▶ **EXERCISE PASSAGE**:
++++++++++

To conclude, always be aware of which attribute you measure, what scale you likely measure the attribute on, whether you can use certain statistics on that scale and in what way you can relate the results of the analysis to the attribute.

Lecture by Angélique Cramer

Baker, B. O., Hardyck, C, and Petrinovich, L. F. (1966), “Weak measurement vs. strong statistics: An empirical critique of S.S. Stevens’ proscriptions on statistics,” Educational and Psychological Measurement, 26, 291-309.
Lord, F. M. (1953). On the statistical treatment of football numbers. American psychologist, 8, 750- 751.
Scholten, A. Z. and Borsboom, D. (2009). A reanalysis of Lord’s statistical treatment of football numbers. Journal of statistical psychology, 53, 69-75.
Stevens, S. S. (1946), “On the theory of scales of measurement,” Science, 103, 677-680.

Checking Assumptions

We presented the article ‘Are assumptions of well-know statistical techniques checked, and why (not)?’ (Hoekstra, Kiers and Johnson, 2012). The two important assumptions we talked about in our presentation are: the assumption of normality and the assumption of homogeneity of variances. In the top figure is an example of two groups with homogeneity of variances and just beneath it two distributions with different variances. In the bottom figure (red) are two not normally distributed distributions. The t-test, ANOVA and regression analysis are all fairly robust to violations of these assumptions when sample sizes are equal over groups. However, if the sample sizes are not equal or if the violations of the assumptions are extreme than the results of these tests will be nonsensical.

Since the conclusions drawn from the test results can be nonsensical the authors of the presented article wanted to investigate whether researchers check the validity of assumptions and in cases where they don’t, if they at least have good reasons not to (e.g. equal sample sizes). Hoekstra et al. (2012) showed that researchers probably do not check their assumptions as often as they should. Only around six percent of the articles published in Psychological Science and in three educational psychology journals mention the validity of the assumptions. Hoekstra et al. (2012) wanted to know whether this lack of mentioned assumptions is because researchers always investigate the validity of the assumptions but never mention them or because researchers forget to investigate this validity. The authors asked PhD students to analyze six simple datasets. Almost none of the PhD students investigated the validity of the assumptions. Perhaps you´re thinking: well these fresh, just graduated PhD students know everything about robustness of tests, so that is probably why they don’t check assumptions. But not only did they not test for assumptions, most of them (over 80% depending on the test) were unfamiliar with the assumptions. Although the t-test, ANOVA and regression analysis are fairly robust to violations of both the normality assumption and the equality of variances assumption, you would expect that PhD students are at least familiar with the assumption. The results of the presented article show that we can’t blindly trust that researchers check their assumptions and that some results of tests in published articles might be nonsensical.

++++++++++

▶ **SOURCE MATERIAL**:
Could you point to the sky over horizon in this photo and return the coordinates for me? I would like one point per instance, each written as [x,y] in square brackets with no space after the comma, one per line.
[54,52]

++++++++++

▶ **PARTS OF THE EXERCISE**:
a – Answer these questions using the passage on statistical assumptions. Put each answer on its own line, marked the same way.
(i) Which two assumptions did the presentation focus on?
(ii) Roughly what share of the articles in Psychological Science and the three educational psychology journals mention the validity of the assumptions?
(iii) How many simple datasets were the PhD students asked to analyze?
b – Continue the passage on statistical assumptions from where it stops.

▶ **TASK ANSWERS**:
a –
(i) The assumption of normality and the assumption of homogeneity of variances.
(ii) Around six percent.
(iii) Six.

b –
What should you do to check for these assumptions? Always plot your data! To check for normality use Q-Q plots and for homogeneity use multiple groups box plots. Another way to check your assumptions are preliminary tests, although the use of them are debated (e.g. they increase the probability of a type 1 error, regression: Caudill (1988), t-test: Rochon, Gondan & Kieser, 2012). For normality you can use the Kolmogorov-Smirnov test or the Shapiro-Wilks test, for homogeneity the Levene’s test.

Monique Duizer, Sam Prinssen

Caudill, S. B. (1988). Type 1 errors after preliminary tests for heteroscedasticity. The statistician, 37, 65-68.

Hoekstra, R., Kiers, H.A.L. & Johnson, A. (2012). Are assumptions of well-known statistical techniques checked, and why (not)? Frontiers in Psychology, 3:137. doi: 10.3389/fpsyg.2012.00137

Rochon, J., Gondan, M. & Kieser, M. (2012). To test or not to test: Preliminary         assessment of normality when comparing two independent samples. BMC Medical Research Methodology, 12:81, doi:10.1186/1471-2288-12-81.